Fragmento del documento
▼
Los niños y niñas han sido los grandes silentes de este proceso, ya que se vieron embarcados en un recorrido sin explicaciones, y con escasas herramientas madurativas para explorar los motivos de este tembladeral. De acuerdo a una reciente encuesta de Unicef, que abarca un muestreo representativo de 6,1 millones de hogares en los que habitan 26,4 millones de personas, el 48% de los chicos y chicas argentinos manifestó alteraciones en la comida durante la cuarentena, el 46% en el sueño, y un 10% mostró distintos grados de temor frente a la posibilidad de salir de su casa.
Por otra parte, el 16% mostró problemas de comunicación, y esto me recordó un reclamo común de los mayores cuando se quejan de que los niños y niñas no quieren aparecer en las videollamadas que hacen los abuelos, tíos, el papá o mamá no conviviente, o cualquiera de los integrantes del círculo familiar que se hartan de extrañarlos. Muchas veces los adultos malinterpretan la negativa como falta de interés o cariño, cuando en realidad es sólo el modo de reaccionar frente a una realidad que no logran descifrar, ni pueden procesar.
En relación a los adolescentes, el 63% de los encuestados manifestó haber padecido sentimientos de angustia, temor frente al contagio y depresión, y un 73% reconoció que aumentó el tiempo de exposición frente a las pantallas.
▲
Transcribe sin cambios el pasaje del texto sobre la cuarentena que comienza en "Por otra parte, el" y termina en "ni pueden procesar.".

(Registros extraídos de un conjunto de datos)
▼
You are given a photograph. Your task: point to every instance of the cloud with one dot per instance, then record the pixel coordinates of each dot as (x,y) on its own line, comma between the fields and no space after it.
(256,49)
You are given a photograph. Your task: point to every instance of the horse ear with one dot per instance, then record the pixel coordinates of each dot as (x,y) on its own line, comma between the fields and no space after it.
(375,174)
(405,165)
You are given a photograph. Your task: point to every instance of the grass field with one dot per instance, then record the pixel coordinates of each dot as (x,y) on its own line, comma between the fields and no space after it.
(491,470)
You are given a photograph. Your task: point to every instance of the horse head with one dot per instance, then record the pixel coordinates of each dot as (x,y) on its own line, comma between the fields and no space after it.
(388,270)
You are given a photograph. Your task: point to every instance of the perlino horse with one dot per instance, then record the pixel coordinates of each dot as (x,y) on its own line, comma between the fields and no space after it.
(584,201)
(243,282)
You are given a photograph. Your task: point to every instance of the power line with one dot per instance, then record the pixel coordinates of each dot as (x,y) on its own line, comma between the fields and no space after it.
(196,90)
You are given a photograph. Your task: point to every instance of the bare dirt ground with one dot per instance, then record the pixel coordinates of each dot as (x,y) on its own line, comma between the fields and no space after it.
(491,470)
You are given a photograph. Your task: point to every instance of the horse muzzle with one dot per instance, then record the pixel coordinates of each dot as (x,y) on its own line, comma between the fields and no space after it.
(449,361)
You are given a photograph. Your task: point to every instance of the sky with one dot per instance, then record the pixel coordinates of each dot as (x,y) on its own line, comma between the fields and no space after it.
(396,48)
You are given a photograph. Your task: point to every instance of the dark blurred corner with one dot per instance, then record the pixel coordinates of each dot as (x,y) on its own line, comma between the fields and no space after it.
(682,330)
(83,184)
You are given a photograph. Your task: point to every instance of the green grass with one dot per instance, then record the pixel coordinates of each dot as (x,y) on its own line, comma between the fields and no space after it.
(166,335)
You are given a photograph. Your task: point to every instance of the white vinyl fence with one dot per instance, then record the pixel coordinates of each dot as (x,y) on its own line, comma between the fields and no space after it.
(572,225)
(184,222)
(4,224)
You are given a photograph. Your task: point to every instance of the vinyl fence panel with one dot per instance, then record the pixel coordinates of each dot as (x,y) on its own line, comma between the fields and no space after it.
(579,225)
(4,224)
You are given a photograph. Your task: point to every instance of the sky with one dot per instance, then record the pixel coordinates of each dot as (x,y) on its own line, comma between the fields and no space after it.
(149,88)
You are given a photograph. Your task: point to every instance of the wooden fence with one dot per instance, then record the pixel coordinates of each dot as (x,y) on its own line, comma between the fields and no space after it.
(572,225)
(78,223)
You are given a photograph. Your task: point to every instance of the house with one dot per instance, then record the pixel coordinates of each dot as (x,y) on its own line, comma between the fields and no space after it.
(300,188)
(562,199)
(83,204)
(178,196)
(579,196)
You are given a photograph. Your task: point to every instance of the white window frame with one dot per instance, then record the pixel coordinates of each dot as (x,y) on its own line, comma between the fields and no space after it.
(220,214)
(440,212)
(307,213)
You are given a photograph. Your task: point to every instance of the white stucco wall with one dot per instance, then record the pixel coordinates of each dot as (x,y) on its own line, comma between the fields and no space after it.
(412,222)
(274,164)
▲
Respuesta
Por otra parte, el 16% mostró problemas de comunicación, y esto me recordó un reclamo común de los mayores cuando se quejan de que los niños y niñas no quieren aparecer en las videollamadas que hacen los abuelos, tíos, el papá o mamá no conviviente, o cualquiera de los integrantes del círculo familiar que se hartan de extrañarlos. Muchas veces los adultos malinterpretan la negativa como falta de interés o cariño, cuando en realidad es sólo el modo de reaccionar frente a una realidad que no logran descifrar, ni pueden procesar.